* TEXT SECTION:
My (Free!) Contribution to the War Effort

In the news: the Legions are recruiting scientific help, presumably to figure out why they hate us.
The US military has developed a new programme known as the Human Terrain System (HTS) to study social groups in Iraq and Afghanistan.

The HTS depends heavily on the co-operation of anthropologists, with their expertise in the study of human beings and their societies.

Steve Fondacaro, a retired special operations colonel overseeing the HTS, is keen to recruit cultural anthropologists.

"Cultural anthropologists are focused on understanding how societies make decisions and how attitudes are formed. They give us the best vision to see the problems through the eyes of the target population," he said.
Well, I guess it's an improvement on "ragheads," but I wonder if Mr. Fondacaro (maybe I can presume to call him "Steve") quite recognizes that he might be sending the wrong signal. Swarthy and non-American though they might be, it still sounds a little odd to refer to people as "human terrain" ... and, given the circumstances, "target population" -- while undoubtedly correct -- is still a bit, ah, tactless, no?

Farther along in the news story is the information that every "social scientist" employed by the Human Terrain System is costing the national MasterCard a yearly $400K. As a service to my fellow citizens tax slaves, I am willing to contribute the following ideas at no charge:

1. People aren't so apt to hate you if you don't kill, torture, imprison, beat, rape, and humiliate their mothers, fathers, brothers, sisters, aunts, uncles, cousins -- and selves.

2. People aren't so apt to hate you if you refrain from invading and destroying their countries, for no good reason at all.

3. People aren't so apt to hate you if you don't behave as if the entire world is yours to mismanage.

As I say ... no charge. You're welcome.

Tuesday, October 09, 2007

All That Lovely Power, Just Sitting Around

Looks as if the Democratic Congress is about to enhance the government's secret surveillance authority again. Surveillance of us, that is.

What, are they stupid? Come on, these are the civil-libertarian Democrats, who took over in order to clip Dubya's wings, right?

Hear that hollow laughter.

IOZ has provided a useful reminder:
Why, then, do Democrats, in perhaps their most enviable electoral position since the end of the Vietnam war, persist in expanding the secret powers of government over the lives of citizens? Because they want that power.

Friday, October 05, 2007

Thomas Jefferson: Advocate of Treason

This is just another throwaway political news story concerning who's ahead in the big dog race -- who's wearing the Mantle of Inevitability in each of the two caucuses of the Corporatism and War Party. It's just that it's depressing in such a variety of ways.
Giuliani tops Republican funding

Republican presidential candidate Rudy Giuliani has raised $11m (£5.5m) in the past three months, his campaign says, $1m more than rival Mitt Romney. Mr Romney, a former Massachusetts governor, also lent $8.5m to his own campaign. Arizona Senator John McCain will report raising $6m, aides said.

* RECORDS PROVIDED:
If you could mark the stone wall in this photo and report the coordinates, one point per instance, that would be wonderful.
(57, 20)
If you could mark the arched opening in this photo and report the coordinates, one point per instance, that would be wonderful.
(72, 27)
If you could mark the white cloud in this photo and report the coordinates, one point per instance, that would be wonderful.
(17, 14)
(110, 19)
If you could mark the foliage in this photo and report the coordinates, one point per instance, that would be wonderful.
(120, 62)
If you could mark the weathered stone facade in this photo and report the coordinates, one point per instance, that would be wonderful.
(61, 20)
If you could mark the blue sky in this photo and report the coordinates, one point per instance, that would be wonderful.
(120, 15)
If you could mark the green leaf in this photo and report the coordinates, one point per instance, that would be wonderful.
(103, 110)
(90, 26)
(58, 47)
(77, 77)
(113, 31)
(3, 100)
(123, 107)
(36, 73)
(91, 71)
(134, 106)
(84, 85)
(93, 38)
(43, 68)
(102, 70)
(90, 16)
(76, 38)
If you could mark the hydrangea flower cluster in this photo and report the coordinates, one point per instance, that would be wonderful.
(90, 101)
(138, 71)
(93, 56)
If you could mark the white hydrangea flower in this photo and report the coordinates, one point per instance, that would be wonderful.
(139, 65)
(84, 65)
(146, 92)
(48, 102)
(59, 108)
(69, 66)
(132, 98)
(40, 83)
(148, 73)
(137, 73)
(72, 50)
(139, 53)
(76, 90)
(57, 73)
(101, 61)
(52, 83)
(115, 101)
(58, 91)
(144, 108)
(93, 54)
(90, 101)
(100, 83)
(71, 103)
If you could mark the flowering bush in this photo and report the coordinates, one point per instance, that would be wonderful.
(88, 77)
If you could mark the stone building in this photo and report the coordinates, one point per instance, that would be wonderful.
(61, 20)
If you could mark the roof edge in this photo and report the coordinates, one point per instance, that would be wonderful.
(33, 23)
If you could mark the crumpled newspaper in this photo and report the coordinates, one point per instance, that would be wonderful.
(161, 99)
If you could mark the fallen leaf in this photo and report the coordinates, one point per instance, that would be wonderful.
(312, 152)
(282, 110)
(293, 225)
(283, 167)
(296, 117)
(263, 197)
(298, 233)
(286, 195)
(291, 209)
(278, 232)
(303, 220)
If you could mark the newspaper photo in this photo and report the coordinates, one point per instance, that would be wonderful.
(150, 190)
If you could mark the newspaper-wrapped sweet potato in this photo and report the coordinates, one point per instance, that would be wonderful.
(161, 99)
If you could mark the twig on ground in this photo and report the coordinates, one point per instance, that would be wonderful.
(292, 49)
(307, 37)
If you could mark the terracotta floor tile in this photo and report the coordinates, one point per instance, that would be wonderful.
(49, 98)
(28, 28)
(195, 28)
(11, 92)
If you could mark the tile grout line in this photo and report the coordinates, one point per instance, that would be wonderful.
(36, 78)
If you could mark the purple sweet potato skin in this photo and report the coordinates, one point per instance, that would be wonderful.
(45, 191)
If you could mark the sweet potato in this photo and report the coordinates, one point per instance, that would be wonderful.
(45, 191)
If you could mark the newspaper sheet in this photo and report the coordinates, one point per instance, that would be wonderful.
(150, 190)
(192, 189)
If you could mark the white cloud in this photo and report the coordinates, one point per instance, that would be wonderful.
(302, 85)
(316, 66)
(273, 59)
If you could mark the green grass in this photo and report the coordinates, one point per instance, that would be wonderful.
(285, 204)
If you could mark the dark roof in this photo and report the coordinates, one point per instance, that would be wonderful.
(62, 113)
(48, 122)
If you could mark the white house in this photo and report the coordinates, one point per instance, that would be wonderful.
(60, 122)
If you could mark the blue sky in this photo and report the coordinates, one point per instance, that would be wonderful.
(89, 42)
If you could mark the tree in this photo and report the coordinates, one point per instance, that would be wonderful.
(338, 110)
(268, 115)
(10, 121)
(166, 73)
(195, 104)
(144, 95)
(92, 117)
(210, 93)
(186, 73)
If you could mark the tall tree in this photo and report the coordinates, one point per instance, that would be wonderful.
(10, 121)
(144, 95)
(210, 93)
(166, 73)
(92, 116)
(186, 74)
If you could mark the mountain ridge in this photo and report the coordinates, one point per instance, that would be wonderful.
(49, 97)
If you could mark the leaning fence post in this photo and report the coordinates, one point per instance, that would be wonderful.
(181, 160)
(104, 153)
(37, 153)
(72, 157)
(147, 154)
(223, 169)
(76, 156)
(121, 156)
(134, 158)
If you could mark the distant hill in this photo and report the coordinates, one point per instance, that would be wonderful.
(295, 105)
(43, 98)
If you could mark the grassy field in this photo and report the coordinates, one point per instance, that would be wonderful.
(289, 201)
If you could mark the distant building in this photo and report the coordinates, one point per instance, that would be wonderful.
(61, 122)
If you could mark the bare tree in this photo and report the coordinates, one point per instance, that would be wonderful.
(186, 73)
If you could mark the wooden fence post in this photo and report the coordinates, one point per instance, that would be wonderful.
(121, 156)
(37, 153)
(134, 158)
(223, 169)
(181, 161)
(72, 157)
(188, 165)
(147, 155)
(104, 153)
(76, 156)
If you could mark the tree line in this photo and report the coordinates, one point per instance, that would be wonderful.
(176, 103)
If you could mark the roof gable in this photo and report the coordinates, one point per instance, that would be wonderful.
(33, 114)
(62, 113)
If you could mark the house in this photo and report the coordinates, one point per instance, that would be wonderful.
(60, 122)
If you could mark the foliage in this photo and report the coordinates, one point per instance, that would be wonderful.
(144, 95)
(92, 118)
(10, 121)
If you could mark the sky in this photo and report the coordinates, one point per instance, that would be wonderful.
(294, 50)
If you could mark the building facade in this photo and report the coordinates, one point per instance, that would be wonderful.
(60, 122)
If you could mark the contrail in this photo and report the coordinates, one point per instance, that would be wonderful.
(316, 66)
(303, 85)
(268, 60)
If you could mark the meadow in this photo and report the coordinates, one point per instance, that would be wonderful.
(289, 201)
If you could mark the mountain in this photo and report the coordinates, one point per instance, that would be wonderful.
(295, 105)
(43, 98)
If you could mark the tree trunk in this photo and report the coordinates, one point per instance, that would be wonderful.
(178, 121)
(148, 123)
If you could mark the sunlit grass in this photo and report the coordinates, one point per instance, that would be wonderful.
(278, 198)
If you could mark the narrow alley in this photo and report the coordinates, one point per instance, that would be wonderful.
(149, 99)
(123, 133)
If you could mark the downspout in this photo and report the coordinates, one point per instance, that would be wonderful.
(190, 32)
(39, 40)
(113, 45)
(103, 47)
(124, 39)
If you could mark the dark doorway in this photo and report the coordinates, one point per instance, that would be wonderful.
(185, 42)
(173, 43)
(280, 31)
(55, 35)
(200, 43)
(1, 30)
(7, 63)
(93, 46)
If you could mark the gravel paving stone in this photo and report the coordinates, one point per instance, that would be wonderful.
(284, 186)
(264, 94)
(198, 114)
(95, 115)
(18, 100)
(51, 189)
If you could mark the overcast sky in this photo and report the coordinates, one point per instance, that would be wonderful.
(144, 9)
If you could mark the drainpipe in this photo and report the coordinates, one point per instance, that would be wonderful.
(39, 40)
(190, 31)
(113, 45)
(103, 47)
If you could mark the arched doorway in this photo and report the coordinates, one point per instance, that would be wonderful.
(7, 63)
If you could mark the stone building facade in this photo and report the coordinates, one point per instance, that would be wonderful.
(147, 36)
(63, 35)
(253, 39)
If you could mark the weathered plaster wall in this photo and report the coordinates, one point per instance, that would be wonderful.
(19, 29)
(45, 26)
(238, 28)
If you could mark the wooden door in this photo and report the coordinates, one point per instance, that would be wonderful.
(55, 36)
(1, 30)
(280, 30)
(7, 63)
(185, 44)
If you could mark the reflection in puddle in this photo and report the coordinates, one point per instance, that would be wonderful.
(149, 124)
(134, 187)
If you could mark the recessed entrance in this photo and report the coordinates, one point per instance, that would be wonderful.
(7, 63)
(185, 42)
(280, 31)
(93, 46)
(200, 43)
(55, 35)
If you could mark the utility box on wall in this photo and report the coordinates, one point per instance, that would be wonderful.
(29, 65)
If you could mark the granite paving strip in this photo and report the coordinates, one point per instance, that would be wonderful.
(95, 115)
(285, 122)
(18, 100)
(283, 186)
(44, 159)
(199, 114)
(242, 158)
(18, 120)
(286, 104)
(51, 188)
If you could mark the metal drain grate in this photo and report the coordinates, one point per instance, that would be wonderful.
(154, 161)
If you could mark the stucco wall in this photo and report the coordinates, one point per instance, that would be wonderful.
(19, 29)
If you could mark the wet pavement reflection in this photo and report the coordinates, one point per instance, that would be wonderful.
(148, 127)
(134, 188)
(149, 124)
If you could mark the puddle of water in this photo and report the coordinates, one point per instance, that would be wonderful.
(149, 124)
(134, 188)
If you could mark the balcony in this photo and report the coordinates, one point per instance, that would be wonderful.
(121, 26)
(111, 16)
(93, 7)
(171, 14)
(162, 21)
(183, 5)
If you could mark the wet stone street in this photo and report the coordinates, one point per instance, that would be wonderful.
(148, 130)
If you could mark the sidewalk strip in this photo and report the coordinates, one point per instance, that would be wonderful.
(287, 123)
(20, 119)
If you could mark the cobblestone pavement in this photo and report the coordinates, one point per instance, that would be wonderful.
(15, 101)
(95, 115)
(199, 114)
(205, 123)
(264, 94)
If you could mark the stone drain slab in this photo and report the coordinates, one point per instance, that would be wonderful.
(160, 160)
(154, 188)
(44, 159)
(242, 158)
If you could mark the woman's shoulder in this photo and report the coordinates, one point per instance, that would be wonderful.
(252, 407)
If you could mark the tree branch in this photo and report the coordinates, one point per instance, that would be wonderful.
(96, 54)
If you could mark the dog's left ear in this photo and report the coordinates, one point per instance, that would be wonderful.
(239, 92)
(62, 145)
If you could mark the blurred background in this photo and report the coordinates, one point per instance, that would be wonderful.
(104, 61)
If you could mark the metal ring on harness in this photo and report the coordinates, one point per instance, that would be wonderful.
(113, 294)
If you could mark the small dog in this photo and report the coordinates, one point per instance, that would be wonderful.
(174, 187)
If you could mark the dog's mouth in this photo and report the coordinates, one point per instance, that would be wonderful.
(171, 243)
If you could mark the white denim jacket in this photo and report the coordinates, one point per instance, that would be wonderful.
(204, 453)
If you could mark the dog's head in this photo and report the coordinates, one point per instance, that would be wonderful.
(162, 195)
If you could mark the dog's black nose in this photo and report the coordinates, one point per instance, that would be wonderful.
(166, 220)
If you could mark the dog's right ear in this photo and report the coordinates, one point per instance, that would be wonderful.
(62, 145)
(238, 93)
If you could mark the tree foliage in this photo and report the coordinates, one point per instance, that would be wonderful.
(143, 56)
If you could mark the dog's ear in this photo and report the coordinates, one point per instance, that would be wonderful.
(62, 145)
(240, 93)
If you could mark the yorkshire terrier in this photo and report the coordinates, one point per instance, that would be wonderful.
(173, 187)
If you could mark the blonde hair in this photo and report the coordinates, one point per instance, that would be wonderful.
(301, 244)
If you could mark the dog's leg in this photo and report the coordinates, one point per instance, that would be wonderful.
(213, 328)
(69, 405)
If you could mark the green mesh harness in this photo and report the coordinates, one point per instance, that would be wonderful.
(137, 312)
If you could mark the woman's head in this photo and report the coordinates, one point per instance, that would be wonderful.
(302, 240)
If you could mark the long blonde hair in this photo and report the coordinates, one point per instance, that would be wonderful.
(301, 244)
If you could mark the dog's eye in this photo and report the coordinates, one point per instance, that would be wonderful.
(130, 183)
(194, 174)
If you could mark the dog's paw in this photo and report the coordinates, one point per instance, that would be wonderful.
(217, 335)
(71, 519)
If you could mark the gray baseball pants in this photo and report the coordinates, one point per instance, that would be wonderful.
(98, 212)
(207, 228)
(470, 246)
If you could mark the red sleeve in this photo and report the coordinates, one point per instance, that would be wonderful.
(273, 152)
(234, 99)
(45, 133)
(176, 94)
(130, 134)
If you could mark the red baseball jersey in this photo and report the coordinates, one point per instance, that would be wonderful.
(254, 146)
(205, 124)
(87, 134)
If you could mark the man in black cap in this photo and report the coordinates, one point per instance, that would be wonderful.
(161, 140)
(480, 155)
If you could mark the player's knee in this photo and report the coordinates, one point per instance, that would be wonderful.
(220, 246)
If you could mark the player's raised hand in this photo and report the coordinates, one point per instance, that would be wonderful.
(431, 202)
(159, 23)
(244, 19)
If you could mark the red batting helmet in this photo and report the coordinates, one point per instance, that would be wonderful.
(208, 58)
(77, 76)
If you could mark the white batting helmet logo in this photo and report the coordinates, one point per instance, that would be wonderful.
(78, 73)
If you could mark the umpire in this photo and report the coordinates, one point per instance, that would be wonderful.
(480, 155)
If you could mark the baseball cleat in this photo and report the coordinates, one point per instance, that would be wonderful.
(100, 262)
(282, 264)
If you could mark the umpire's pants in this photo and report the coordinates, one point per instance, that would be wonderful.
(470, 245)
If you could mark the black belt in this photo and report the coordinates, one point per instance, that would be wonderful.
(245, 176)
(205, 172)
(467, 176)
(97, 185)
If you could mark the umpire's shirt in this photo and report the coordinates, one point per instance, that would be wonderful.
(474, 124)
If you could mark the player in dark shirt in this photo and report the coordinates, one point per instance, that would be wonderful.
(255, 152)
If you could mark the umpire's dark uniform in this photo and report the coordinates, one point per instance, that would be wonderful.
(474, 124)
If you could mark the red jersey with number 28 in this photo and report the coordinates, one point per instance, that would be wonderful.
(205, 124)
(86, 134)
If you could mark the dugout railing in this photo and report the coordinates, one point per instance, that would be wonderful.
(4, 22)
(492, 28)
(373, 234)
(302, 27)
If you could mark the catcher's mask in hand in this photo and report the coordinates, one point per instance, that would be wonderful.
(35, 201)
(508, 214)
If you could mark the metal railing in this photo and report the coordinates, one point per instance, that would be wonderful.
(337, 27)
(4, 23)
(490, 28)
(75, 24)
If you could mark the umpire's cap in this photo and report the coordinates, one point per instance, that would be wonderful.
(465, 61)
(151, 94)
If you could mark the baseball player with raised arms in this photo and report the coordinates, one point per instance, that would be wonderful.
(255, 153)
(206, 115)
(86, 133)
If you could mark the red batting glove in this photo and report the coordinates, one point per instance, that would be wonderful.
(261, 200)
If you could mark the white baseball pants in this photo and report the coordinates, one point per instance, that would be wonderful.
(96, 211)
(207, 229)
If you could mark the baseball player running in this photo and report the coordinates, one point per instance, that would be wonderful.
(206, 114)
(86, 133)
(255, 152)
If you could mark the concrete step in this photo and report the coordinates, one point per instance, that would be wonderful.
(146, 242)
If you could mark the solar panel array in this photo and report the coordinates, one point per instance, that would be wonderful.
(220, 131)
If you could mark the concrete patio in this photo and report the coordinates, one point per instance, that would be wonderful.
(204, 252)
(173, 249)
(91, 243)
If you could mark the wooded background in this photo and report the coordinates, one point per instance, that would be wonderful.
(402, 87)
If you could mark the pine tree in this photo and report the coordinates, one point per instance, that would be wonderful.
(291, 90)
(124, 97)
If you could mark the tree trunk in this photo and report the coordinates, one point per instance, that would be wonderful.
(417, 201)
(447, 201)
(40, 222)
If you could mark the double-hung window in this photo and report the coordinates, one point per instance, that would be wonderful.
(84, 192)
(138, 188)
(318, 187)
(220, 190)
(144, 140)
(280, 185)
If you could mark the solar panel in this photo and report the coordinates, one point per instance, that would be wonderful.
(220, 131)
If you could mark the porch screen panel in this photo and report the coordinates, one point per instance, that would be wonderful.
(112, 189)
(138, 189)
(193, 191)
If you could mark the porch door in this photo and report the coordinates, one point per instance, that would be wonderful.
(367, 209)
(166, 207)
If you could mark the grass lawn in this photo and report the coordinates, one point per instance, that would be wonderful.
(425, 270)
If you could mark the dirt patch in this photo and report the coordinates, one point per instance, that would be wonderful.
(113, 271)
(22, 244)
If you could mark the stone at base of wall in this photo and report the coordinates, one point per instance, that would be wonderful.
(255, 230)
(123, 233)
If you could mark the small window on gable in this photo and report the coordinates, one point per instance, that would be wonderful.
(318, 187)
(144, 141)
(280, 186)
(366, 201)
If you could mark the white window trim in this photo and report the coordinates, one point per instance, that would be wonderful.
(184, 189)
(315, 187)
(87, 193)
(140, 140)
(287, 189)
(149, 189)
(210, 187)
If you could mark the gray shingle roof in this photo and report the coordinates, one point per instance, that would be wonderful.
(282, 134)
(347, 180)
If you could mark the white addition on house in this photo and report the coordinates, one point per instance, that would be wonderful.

* DIRECTION: Pick up the blog excerpt on war, surveillance and campaign funding right after its last sentence and keep writing. The rows have no connection to the blog excerpt.

* OUTPUT FOR THIS EXERCISE:
Ron Paul, an anti-war congressman from Texas who has a big internet following but is low in the polls, raised $5.1m.

However, Democratic rivals raised much higher amounts over the same period.

Frontrunners Hillary Clinton and Barack Obama raised $27m and $20m respectively, their campaigns reported.

The third quarter of the year is traditionally seen as a difficult period in terms of fundraising because it falls over the summer months when many people are on holiday.

But the candidates will now be keen to have as much in the bank as possible as they approach the primary elections starting in January.

Primaries are held to decide which candidate will represent each party in the full presidential election in November 2008.

'Considerable progress'

Mr Giuliani, a former New York mayor, has a reported $16m in reserve for the final push to January's vote.

Mr Giuliani's high fundraising total was a sign that Republicans see him as the candidate most likely to win in November 2008, his campaign manager said.

Mr Romney's latest contribution means he has now put $17.5m of his own money into his campaign this year. He has $9m left in hand for the remaining months.

He reported reaching 23,000 new donors in the third financial quarter, giving him a donor base of about 100,000.

"Our campaign made considerable progress this quarter, expanding Governor Romney's support across the country," said his spokesman, Kevin Madden.

Both candidates saw their fundraising fall from the second quarter, but still outpaced their Republican rivals.

Senator McCain's campaign manager said that despite a drop in funds his candidate's campaign was still on sound financial footing - and gaining momentum in states that vote early in the primary season.

The amount raised by Mr Paul, who has generated a strong buzz on social networking sites like MySpace and Facebook, was more than double his second quarter tally.

Former Tennessee Senator Fred Thompson, who only formally announced his candidacy in early September, is expected to report raising over $8m in the past quarter.

All the candidates must officially report cash raised from July to September to the US Federal Election Commission by 15 October.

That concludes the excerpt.